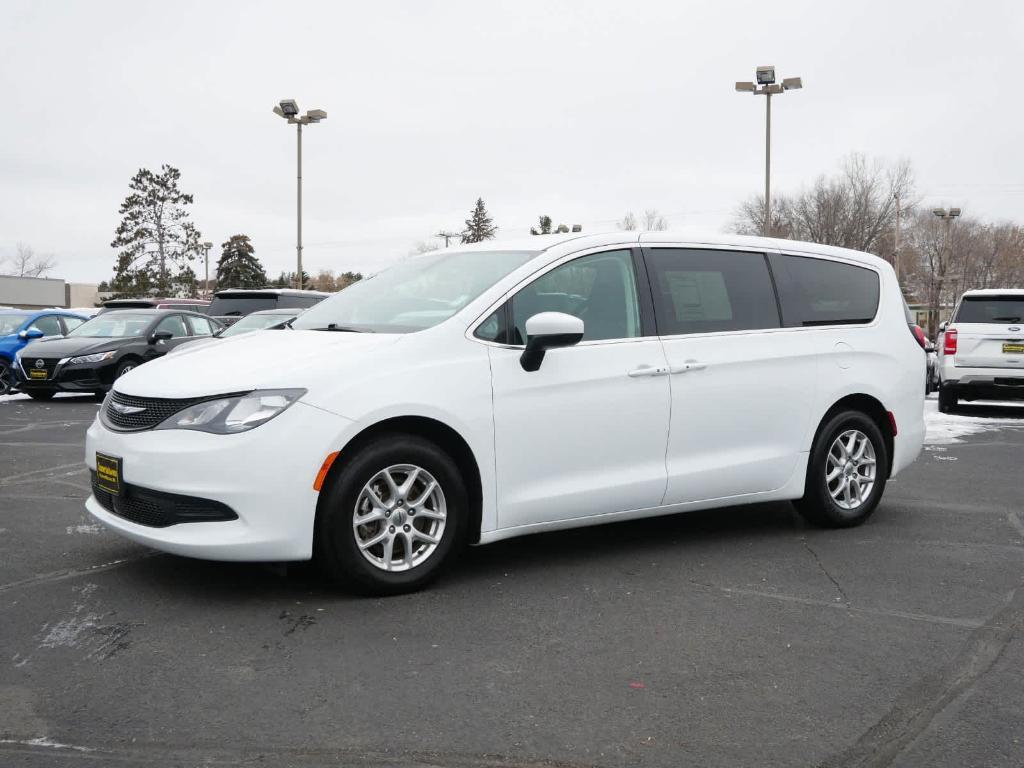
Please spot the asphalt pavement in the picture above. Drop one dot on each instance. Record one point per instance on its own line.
(735, 637)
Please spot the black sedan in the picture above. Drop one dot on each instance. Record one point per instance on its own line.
(95, 353)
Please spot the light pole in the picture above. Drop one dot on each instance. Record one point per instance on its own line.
(206, 286)
(947, 216)
(289, 110)
(766, 79)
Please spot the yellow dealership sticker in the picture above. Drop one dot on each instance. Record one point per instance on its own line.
(109, 473)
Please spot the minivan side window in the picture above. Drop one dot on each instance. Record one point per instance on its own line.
(817, 292)
(702, 291)
(600, 290)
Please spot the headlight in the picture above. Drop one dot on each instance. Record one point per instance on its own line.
(97, 357)
(230, 415)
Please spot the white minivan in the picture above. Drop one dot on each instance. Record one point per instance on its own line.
(499, 389)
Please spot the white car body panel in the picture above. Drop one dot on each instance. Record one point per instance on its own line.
(979, 358)
(577, 442)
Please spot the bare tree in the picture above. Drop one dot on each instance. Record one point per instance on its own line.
(27, 263)
(944, 260)
(654, 221)
(651, 221)
(856, 208)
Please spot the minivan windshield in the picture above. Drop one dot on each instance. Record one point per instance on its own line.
(115, 325)
(991, 309)
(415, 294)
(233, 306)
(254, 323)
(10, 323)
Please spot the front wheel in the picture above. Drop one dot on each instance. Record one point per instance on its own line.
(846, 472)
(6, 378)
(393, 516)
(124, 368)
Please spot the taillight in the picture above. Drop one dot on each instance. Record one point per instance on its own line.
(949, 341)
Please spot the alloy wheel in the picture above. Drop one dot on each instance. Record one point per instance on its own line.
(399, 517)
(850, 469)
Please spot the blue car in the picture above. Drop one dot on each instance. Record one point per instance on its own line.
(18, 327)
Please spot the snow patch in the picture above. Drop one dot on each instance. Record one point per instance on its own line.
(44, 741)
(69, 631)
(92, 527)
(943, 429)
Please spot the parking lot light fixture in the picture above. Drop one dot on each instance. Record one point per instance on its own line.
(206, 287)
(289, 110)
(766, 86)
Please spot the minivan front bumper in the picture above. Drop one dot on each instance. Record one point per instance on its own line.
(265, 476)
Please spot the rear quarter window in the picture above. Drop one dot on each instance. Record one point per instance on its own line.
(998, 309)
(818, 292)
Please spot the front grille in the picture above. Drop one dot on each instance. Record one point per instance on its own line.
(29, 364)
(154, 411)
(158, 509)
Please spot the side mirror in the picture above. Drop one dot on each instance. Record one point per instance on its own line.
(548, 331)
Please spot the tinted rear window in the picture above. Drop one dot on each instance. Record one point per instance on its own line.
(991, 309)
(699, 291)
(816, 292)
(298, 302)
(239, 305)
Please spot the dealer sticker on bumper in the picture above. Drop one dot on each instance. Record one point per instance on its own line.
(109, 473)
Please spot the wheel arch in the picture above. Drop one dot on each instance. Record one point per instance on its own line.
(871, 408)
(444, 437)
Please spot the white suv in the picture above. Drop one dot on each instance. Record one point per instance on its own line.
(981, 350)
(499, 389)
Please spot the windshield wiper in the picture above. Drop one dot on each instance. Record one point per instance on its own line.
(343, 329)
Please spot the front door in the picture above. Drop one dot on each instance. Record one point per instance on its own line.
(585, 434)
(741, 385)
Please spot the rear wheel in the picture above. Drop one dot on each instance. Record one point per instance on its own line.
(947, 399)
(846, 471)
(392, 518)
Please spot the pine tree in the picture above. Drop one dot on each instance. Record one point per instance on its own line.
(544, 225)
(479, 226)
(155, 236)
(238, 266)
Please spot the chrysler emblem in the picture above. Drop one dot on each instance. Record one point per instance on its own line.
(126, 410)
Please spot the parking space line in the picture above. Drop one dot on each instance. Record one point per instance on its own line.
(13, 479)
(970, 624)
(59, 576)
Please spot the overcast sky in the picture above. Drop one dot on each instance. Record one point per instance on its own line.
(578, 110)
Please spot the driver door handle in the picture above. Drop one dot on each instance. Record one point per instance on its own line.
(689, 366)
(648, 371)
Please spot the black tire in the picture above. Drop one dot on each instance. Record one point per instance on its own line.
(817, 506)
(124, 367)
(336, 549)
(947, 399)
(6, 378)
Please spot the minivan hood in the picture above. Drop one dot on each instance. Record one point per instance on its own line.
(263, 359)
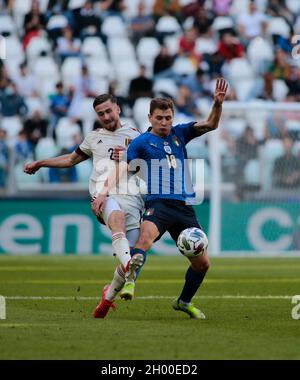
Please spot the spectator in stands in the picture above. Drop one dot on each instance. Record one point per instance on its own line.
(230, 47)
(112, 7)
(23, 147)
(246, 147)
(63, 175)
(87, 23)
(162, 66)
(221, 7)
(26, 82)
(278, 8)
(187, 44)
(166, 8)
(280, 67)
(67, 45)
(185, 103)
(4, 158)
(141, 25)
(197, 84)
(203, 20)
(35, 127)
(59, 106)
(191, 8)
(84, 88)
(140, 86)
(275, 126)
(251, 24)
(34, 23)
(286, 172)
(293, 83)
(11, 103)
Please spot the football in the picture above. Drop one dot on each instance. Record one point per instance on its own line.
(192, 242)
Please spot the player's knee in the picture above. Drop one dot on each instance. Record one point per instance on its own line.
(117, 220)
(202, 264)
(145, 241)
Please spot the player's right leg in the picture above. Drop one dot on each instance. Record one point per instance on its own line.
(148, 234)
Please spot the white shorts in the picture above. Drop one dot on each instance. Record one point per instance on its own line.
(132, 205)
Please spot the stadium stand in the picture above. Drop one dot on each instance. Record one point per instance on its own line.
(259, 67)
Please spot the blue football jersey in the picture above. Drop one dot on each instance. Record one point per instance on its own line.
(162, 162)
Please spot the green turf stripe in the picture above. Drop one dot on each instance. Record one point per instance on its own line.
(225, 296)
(160, 281)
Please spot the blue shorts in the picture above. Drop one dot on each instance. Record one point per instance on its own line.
(170, 215)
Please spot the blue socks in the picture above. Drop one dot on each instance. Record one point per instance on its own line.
(193, 281)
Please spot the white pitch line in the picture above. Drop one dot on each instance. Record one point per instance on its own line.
(65, 298)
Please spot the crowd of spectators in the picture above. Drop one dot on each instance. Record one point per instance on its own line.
(45, 89)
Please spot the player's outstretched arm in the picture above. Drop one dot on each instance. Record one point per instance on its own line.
(64, 161)
(213, 119)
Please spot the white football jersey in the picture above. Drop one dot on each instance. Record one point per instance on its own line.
(99, 145)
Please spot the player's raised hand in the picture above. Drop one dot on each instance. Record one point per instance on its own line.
(220, 91)
(31, 167)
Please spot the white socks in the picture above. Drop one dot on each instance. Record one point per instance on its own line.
(117, 284)
(121, 247)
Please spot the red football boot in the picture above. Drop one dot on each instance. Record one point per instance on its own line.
(103, 308)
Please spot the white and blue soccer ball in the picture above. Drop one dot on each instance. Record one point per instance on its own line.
(192, 242)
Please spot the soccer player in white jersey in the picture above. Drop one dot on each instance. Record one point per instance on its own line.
(120, 211)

___

## INSTRUCTIONS FOR THE TASK
With the pictures removed, return the full listing exactly as given.

## RESULT OF THIS EXERCISE
Please spot the asphalt pavement in the picture above. Drop one dot on each instance. Record one point per instance on its own line.
(735, 637)
Please spot the black sedan in the picture above. Drop one dot on each instance. Record one point per instance on its own line.
(95, 353)
Please spot the light pole in the picture above. Drop one dot on each instance. Record one point per instance on its own line.
(206, 286)
(947, 216)
(289, 110)
(766, 79)
Please spot the yellow dealership sticker in the picture above. Drop one dot on each instance. Record one point per instance on its own line.
(109, 473)
Please spot the minivan side window in the picture above. Drop one dot on each instance. Record one point per instance on its own line.
(817, 292)
(702, 291)
(600, 290)
Please spot the headlight in the picture above. Drop one dot on each instance. Record one point per instance on its own line.
(97, 357)
(230, 415)
Please spot the white minivan in the picture above. Drop one dot on each instance. Record one point per instance on its own line.
(499, 389)
Please spot the white car body panel in the picture above. Drop one dot on each instance. Record one point per instance on its own line.
(979, 358)
(577, 442)
Please spot the bare tree in the picture above. Drop one dot on each instance. Record one point per instance on its own line.
(27, 263)
(944, 260)
(654, 221)
(651, 221)
(856, 208)
Please spot the minivan windshield in the picture above. Drop one dot on each instance. Record one point per instance on its own line.
(115, 325)
(991, 309)
(415, 294)
(233, 306)
(254, 323)
(10, 323)
Please spot the front wheel in the picture above. Drop one dot on each instance. Record one point per instance on its own line.
(846, 472)
(6, 378)
(393, 516)
(124, 368)
Please spot the taillight in the picture above. Drop one dot on each instance. Record one point per instance on its own line.
(949, 341)
Please spot the alloy wheel in the picture above. Drop one dot on each instance. Record one point per instance on its own line.
(399, 517)
(850, 469)
Please spot the blue car in the picture above. Drop one dot on each instance. Record one point per instance on its own line.
(18, 327)
Please spot the snow patch in the picture above. Drop one dot on each instance. Record one point per instance on its own line.
(44, 741)
(69, 631)
(92, 527)
(943, 429)
Please spot the parking lot light fixture in the picture above. Drop one dot on each instance. Record one point per instance on its own line.
(206, 287)
(289, 110)
(766, 86)
Please spot the minivan front bumper in the picture above. Drop one dot on each instance. Record one point per instance on its own line.
(265, 476)
Please spot the rear quarter window in the picture above. Drop one dot on each instance. Record one point per instance on its own line.
(998, 309)
(818, 292)
Please spot the front grille in the picture above. Drop one dot on each instance. Record one point per instance on its own line.
(29, 364)
(154, 411)
(158, 509)
Please spot the side mirror in the picture above. Drop one dot on each instance. Record one point per instance on its own line.
(548, 331)
Please spot the tinted rear window in the picture above. Drop one dot on each instance. Record one point per instance on its own line.
(991, 309)
(699, 291)
(816, 292)
(298, 302)
(239, 305)
Please spot the dealer sticker on bumper in the picture above. Drop one dot on each instance. Record one point per instance on its own line.
(109, 473)
Please spot the wheel arch in the picture above. Drop one dot on each instance. Record one point per instance on its own line.
(871, 408)
(444, 437)
Please spot the white suv in the picture above. Drop one dot on each instance. Record one point per instance on its own line.
(981, 350)
(499, 389)
Please spot the windshield wiper in the picture above. Drop one dot on each instance. Record one point per instance on its own line.
(343, 329)
Please spot the front door in the picture above. Drop one dot on each instance. Record one point per instance on its own line.
(585, 434)
(741, 385)
Please spot the rear wheel in the picture above. Drop one dot on each instance. Record one point per instance on its own line.
(947, 399)
(846, 471)
(392, 518)
Please spot the pine tree in the picture above. Drop one dot on each instance. Record one point per instance on its own line.
(544, 225)
(479, 226)
(155, 236)
(238, 266)
Please spot the chrysler emblem in the picture above. Drop one dot on each instance. Record one point per instance on its own line.
(126, 410)
Please spot the parking space line in the picture above. Drop one dot on each instance. Record one point per instance on its own line.
(13, 479)
(970, 624)
(59, 576)
Please spot the overcast sky in the picture above. Drop one dot on each instance. Record one point per instance on its own line.
(578, 110)
Please spot the driver door handle in the picture above. Drop one dot on each instance. Record one point per instance on its own line.
(689, 366)
(648, 371)
Please spot the black tire in the picture above. Drop one dot on each instance. Record one point per instance on its own line.
(817, 506)
(124, 367)
(336, 549)
(947, 399)
(6, 378)
Please spot the minivan hood in the picture above. Drop one dot on each instance. Record one point per instance on its own line.
(263, 359)
Please spot the spectator in stands in the picture above. Drop one dot on each instance. Record one point per instance on its own line.
(230, 47)
(112, 7)
(23, 147)
(246, 147)
(63, 175)
(87, 23)
(162, 66)
(221, 7)
(26, 82)
(278, 8)
(187, 44)
(166, 8)
(280, 67)
(67, 45)
(185, 103)
(4, 158)
(141, 25)
(197, 84)
(203, 20)
(35, 127)
(59, 106)
(191, 8)
(84, 88)
(140, 86)
(275, 126)
(251, 24)
(34, 23)
(286, 172)
(293, 83)
(11, 103)
Please spot the football in the picture above. Drop one dot on each instance. Record one point per instance on its own line.
(192, 242)
Please spot the player's knee in the picture above. Drop one dot on each instance. Record one point per instance on its own line.
(117, 220)
(202, 264)
(145, 241)
Please spot the player's right leg in the picture above. Drop one dot on each instance. Record one point per instance on its own line.
(148, 234)
Please spot the white shorts in the picture above. Drop one dot on each instance. Record one point per instance on its own line.
(132, 205)
Please spot the stadium stand in the picture above. Drop one dot on each instance. Record one point per instance on its own line.
(259, 67)
Please spot the blue football jersey in the picture above. Drop one dot on each instance. Record one point per instance on its own line.
(162, 162)
Please spot the green turf stripe in the picture above. Drop one dot on each instance. Record one point per instance on its own line.
(225, 296)
(160, 281)
Please spot the blue shorts in the picture above. Drop one dot on each instance. Record one point per instance on its own line.
(170, 215)
Please spot the blue socks in the picture above. Drop one dot on each instance. Record one point per instance on its own line.
(193, 281)
Please spot the white pitch line in the picture above. Drop one dot on each instance. Record one point per instance on its own line.
(65, 298)
Please spot the crowd of spectators in the picture above. Drop one dot on each instance. Record one point per instance on its own line.
(45, 89)
Please spot the player's outstretched arm in the picture above. Drop one dot on each instance. Record one point per instance on its own line.
(64, 161)
(213, 119)
Please spot the white football jersey in the picture above. Drop one dot on each instance. Record one point per instance on its own line.
(99, 145)
Please spot the player's raised hand in the picture above. Drop one dot on each instance. Record one point per instance on its own line.
(220, 91)
(31, 167)
Please spot the white socks in the picture above. Drop one dot on each instance. Record one point per instance on its own line.
(117, 284)
(121, 247)
Please spot the red football boot in the picture above. Drop one dot on each instance. Record one point per instance on its own line.
(103, 308)
Please spot the white and blue soccer ball in the picture above. Drop one dot on each instance. Record one point per instance on its own line.
(192, 242)
Please spot the soccer player in white jersey in the picture above. Drop one dot on each instance. Record one point per instance on its own line.
(120, 211)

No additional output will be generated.